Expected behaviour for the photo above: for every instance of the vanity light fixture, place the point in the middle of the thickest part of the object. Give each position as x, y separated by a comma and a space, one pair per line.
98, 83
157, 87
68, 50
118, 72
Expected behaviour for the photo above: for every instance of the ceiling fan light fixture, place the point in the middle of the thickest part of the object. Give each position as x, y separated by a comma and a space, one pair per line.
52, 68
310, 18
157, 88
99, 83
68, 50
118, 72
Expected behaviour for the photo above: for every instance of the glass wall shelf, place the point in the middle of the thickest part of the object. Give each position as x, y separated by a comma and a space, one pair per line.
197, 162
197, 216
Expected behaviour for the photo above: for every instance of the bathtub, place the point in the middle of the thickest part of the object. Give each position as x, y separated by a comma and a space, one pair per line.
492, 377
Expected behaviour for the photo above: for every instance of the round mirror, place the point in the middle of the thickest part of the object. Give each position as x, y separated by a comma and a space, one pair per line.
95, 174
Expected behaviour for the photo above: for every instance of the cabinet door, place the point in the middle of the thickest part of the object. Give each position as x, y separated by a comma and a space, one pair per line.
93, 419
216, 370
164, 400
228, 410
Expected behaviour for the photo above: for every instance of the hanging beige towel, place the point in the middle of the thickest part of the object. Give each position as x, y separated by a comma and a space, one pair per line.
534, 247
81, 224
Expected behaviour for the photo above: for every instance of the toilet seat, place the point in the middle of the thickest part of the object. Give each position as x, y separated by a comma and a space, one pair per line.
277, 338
......
Problem details
Output an exact copy of the lines beginning at the one that holds "of the cabinet" and running through the final line of the records.

Solution for this task
Expected behaviour for the photo above: for every instance of the cabinet door, place the point in the middle of the thickest part of the object. Give each position as x, y separated by a comma and a space, one pair per line.
93, 419
216, 370
164, 400
228, 410
Expected behaviour for the photo above: for every instance of the hanging beige towel, place the point in the middle of the thickest part of the object. Give each position as x, y separated by a comma and a space, one pair per line.
534, 247
81, 224
Expected behaviour for the photo above: for every instance of the toilet seat, place the point in the middle of the thickest part of the object. Give each position as x, y separated by a comma and a space, one pair per line.
277, 338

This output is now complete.